Texte source –
————

Les championnats nationaux vont se transformer et non pas agoniser

Le risque lié à l’écrasement des compétitions nationales est en effet probablement surestimé. Les compétitions européennes étant encore promises à des matchs en semaines pour les prochaines années, le public sera toujours demandeur de football en week-end. En outre dans un contexte d’inflation généralisée, il paraît peu évident d’annoncer avec certitude que les droits TV seront forcément revus à la baisse au sein des championnats nationaux qui s’exportent toujours mieux sur les continents étrangers. Le véritable souci que pourrait poser cette réforme serait de creuser un déséquilibre toujours plus fort entre les budgets des clubs engagés en coupe d’Europe et les autres au sein de chaque championnat. Et pourtant, les championnats nationaux pourraient paradoxalement se resserrer.

————

Entrées de données –
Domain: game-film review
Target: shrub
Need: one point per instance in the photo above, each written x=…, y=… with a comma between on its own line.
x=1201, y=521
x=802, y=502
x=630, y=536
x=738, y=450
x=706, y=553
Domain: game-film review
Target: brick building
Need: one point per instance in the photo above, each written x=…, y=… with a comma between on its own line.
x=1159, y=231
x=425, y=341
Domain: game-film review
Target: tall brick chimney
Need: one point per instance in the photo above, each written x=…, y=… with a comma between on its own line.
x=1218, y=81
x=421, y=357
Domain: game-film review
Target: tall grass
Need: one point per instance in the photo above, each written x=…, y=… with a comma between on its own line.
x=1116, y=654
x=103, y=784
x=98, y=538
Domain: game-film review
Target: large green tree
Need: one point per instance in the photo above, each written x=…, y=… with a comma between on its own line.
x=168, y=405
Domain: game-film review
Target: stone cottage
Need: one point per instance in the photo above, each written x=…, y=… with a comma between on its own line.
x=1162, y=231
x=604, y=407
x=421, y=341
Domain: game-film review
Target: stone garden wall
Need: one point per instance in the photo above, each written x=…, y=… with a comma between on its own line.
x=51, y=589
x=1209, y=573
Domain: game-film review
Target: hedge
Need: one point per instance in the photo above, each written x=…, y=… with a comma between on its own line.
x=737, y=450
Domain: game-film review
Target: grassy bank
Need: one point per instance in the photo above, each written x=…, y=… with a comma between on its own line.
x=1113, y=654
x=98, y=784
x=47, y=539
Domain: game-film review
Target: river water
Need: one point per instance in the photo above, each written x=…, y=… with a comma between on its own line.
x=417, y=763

————

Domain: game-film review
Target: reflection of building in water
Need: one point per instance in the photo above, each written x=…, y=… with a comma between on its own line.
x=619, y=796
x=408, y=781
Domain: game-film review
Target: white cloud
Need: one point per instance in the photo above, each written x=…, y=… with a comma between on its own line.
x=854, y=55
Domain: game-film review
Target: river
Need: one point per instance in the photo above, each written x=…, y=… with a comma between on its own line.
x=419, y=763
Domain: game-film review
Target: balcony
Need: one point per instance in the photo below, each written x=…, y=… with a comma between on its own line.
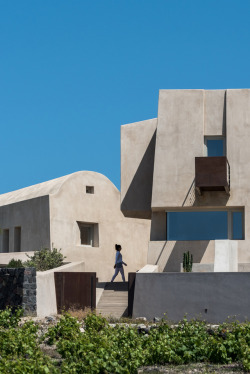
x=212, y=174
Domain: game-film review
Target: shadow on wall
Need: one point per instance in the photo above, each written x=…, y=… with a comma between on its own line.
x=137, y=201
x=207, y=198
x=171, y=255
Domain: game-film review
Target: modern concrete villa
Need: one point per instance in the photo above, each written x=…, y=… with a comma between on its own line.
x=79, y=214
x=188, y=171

————

Consignes –
a. Recopiez un passage du texte source : commencez aux mots « Les championnats nationaux vont » et arrêtez-vous après « paradoxalement se resserrer. ».
b. D'après le texte source, quel serait le véritable souci que pourrait poser la réforme ?

Solutions –
a.
Les championnats nationaux vont se transformer et non pas agoniser

Le risque lié à l’écrasement des compétitions nationales est en effet probablement surestimé. Les compétitions européennes étant encore promises à des matchs en semaines pour les prochaines années, le public sera toujours demandeur de football en week-end. En outre dans un contexte d’inflation généralisée, il paraît peu évident d’annoncer avec certitude que les droits TV seront forcément revus à la baisse au sein des championnats nationaux qui s’exportent toujours mieux sur les continents étrangers. Le véritable souci que pourrait poser cette réforme serait de creuser un déséquilibre toujours plus fort entre les budgets des clubs engagés en coupe d’Europe et les autres au sein de chaque championnat. Et pourtant, les championnats nationaux pourraient paradoxalement se resserrer.

b. Elle creuserait un déséquilibre toujours plus fort entre les budgets des clubs engagés en coupe d'Europe et ceux des autres clubs de chaque championnat.